# [SUPPLIED PASSAGE]
· · · · ·

A CoAP endpoint is a logical and/or physical node in a CoAP network. Each CoAP endpoint may perform many roles. A CoAP sender is the originating endpoint of a message. A CoAP recipient is the destination endpoint of a message. A CoAP client is the originating endpoint of a request and the destination endpoint of a response. A CoAP server is the destination endpoint of a request and the originating endpoint of a response.
A CoAP resource is an object which has a type, associated data, and possibly relationships to other resources. CoAP uses a client/server model similar to Hypertext Transfer Protocol (HTTP). Resources are identified by a Uniform Resource Identifier (URI) and are operated on by a set of methods (GET, POST, PUT, and DELETE). A client requests an action by sending a message specifying the resource URI and the method. The server issues a response. The response potentially contains a representation of the resource.

· · · · ·

# [EXTRACTED RECORDS]

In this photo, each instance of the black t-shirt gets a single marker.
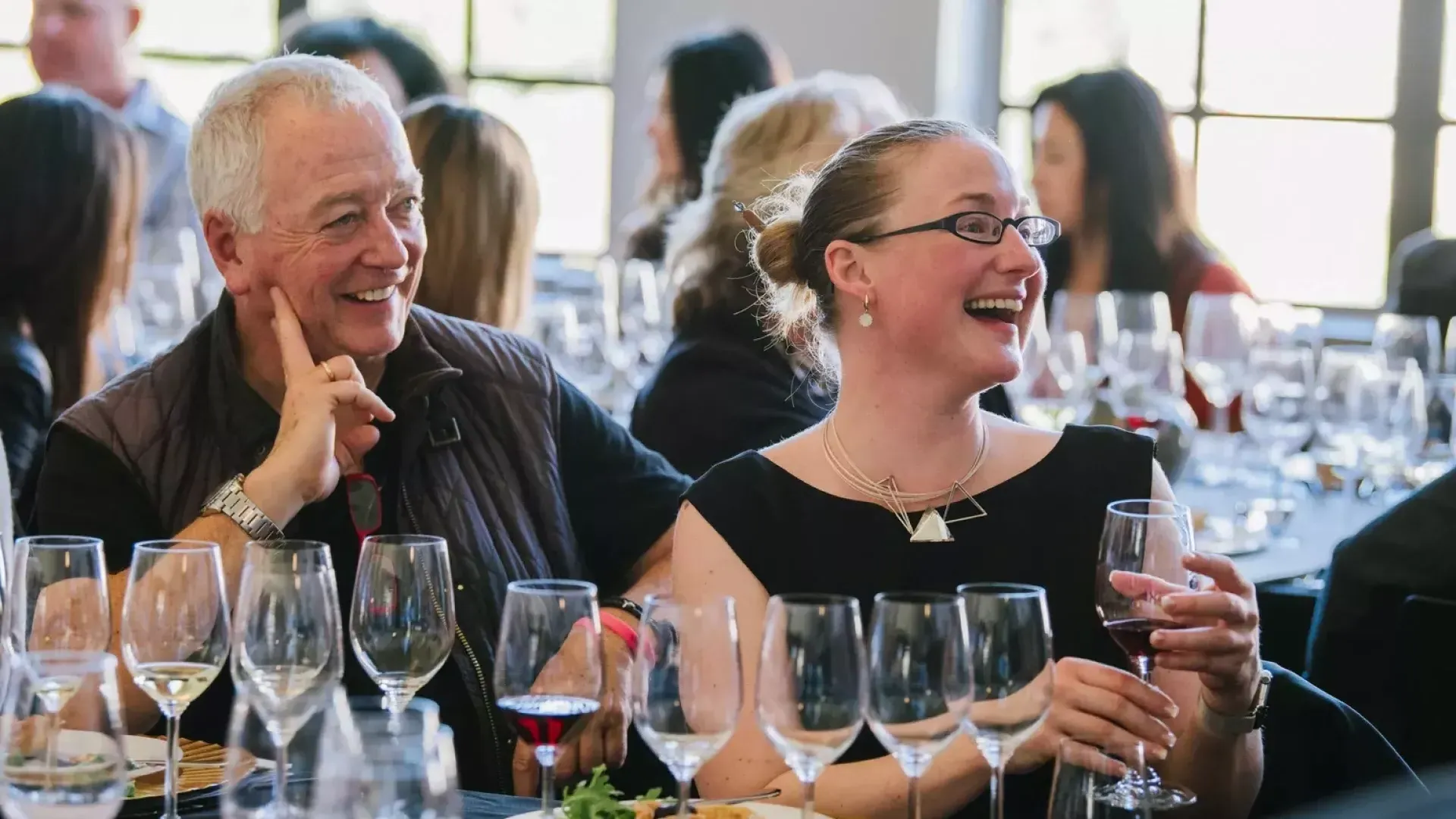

· · · · ·

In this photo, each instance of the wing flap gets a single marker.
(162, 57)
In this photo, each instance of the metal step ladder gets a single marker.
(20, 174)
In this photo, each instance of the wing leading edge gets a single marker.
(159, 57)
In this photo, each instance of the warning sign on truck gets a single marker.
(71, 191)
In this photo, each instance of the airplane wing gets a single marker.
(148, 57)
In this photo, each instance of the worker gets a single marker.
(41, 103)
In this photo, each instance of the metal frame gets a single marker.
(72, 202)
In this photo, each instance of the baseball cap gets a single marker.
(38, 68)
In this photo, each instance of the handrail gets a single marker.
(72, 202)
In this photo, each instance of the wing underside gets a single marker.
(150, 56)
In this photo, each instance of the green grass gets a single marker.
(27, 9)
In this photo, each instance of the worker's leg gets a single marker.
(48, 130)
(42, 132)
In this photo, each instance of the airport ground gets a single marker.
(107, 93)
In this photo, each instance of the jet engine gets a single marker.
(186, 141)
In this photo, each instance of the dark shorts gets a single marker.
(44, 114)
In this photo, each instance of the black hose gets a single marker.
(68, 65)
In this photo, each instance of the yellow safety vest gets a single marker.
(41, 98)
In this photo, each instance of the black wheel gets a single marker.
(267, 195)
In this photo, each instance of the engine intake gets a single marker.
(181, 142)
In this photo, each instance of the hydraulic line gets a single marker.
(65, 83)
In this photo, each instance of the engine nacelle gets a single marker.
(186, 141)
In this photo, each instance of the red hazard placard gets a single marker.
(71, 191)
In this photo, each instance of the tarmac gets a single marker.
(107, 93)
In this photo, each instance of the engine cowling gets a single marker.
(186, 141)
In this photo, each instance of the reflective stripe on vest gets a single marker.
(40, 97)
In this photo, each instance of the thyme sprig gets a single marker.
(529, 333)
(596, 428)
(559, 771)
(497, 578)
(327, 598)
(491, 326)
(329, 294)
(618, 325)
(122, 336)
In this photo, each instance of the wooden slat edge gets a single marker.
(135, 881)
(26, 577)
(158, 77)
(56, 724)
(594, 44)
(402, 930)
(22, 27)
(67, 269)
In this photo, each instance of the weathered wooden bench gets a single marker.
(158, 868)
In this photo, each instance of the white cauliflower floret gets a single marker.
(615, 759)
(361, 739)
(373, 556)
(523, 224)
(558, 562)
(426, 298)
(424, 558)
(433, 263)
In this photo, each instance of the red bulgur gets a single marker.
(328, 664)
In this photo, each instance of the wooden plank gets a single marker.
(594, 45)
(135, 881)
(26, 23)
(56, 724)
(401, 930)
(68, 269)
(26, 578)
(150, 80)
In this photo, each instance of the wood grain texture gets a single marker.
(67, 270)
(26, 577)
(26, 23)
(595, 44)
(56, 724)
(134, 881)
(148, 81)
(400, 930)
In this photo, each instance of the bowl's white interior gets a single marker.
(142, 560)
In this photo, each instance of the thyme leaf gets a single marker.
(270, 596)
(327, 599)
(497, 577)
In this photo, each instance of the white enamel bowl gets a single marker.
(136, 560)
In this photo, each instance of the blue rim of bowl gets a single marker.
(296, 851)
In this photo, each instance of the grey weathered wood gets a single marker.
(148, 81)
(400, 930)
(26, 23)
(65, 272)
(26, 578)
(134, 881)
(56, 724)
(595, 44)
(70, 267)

· · · · ·

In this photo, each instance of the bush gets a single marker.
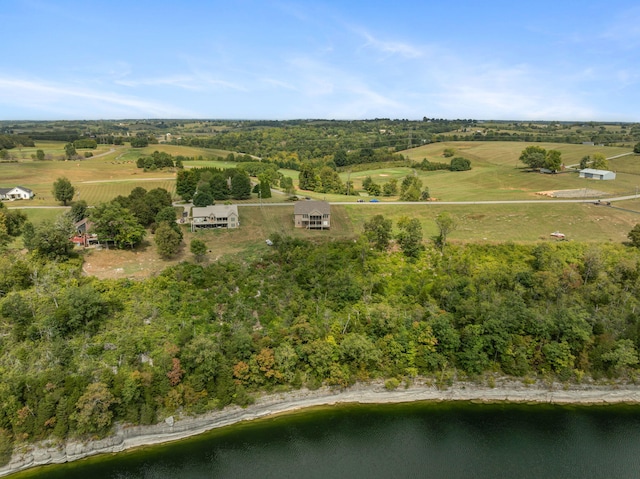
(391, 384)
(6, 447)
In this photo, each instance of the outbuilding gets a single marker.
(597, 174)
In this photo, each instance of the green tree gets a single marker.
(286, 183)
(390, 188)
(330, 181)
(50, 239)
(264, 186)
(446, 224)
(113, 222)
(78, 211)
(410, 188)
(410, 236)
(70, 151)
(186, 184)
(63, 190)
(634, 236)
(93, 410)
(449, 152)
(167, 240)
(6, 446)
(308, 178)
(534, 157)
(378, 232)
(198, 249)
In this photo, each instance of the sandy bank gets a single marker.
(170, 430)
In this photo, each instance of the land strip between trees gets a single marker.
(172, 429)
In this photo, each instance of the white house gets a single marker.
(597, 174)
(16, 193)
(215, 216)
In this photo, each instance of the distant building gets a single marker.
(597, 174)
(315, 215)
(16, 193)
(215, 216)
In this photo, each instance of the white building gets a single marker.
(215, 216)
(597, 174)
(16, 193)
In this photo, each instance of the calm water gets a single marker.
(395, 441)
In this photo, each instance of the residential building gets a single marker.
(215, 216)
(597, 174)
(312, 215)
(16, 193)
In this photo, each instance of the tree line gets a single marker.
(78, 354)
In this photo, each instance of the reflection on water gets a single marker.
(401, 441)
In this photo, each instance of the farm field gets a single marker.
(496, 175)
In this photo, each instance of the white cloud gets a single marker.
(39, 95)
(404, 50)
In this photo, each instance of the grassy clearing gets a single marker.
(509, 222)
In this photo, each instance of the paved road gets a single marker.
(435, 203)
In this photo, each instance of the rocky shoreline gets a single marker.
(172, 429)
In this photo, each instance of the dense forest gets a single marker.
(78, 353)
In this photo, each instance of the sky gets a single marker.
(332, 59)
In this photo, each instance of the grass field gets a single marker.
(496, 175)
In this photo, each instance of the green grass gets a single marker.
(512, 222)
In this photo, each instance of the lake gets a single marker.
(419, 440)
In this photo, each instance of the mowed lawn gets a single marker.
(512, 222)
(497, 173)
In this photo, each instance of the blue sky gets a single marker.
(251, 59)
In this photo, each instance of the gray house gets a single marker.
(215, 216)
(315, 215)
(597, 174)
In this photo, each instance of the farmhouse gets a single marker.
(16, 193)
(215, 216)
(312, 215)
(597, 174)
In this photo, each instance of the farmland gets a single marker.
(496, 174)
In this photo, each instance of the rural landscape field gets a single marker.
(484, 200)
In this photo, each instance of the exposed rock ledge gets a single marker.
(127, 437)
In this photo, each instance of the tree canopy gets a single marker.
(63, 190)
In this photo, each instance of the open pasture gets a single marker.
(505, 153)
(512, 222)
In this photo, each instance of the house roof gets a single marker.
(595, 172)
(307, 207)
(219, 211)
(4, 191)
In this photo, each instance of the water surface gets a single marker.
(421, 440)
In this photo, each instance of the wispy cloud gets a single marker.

· · · · ·

# [EXERCISE TASKS]
1. Answer these about the CoAP passage:
(a) What is a CoAP sender?
(b) How are CoAP resources identified?
(c) Which methods operate on those resources?
2. Please carry the CoAP passage forward, picking up after its final sentence.

# [REPLIES]
1.
(a) The originating endpoint of a message.
(b) By a Uniform Resource Identifier (URI).
(c) GET, POST, PUT, and DELETE.

2.
A “group notification” is a notification sent from a server to a group of clients. An “eligible resource” is a resource on a server that allows group notifications, whereby copies of the resource are provided to the group of clients via multicast messages sent by the server. An “observe” is a procedure whereby a CoAP client may receive multiple notifications as the state of a resource changes by requesting that a server register the client in a list of observers of the resource.
A CoAP management entity is a logical entity that may configure and/or manage functionality of CoAP nodes and their interaction. A CoAP proxy is an endpoint that acts both as a server towards a client, and as a client towards an origin server. A CoAP proxy forwards requests and relays back responses, possibly performing caching, namespace translation, or protocol translation in the process.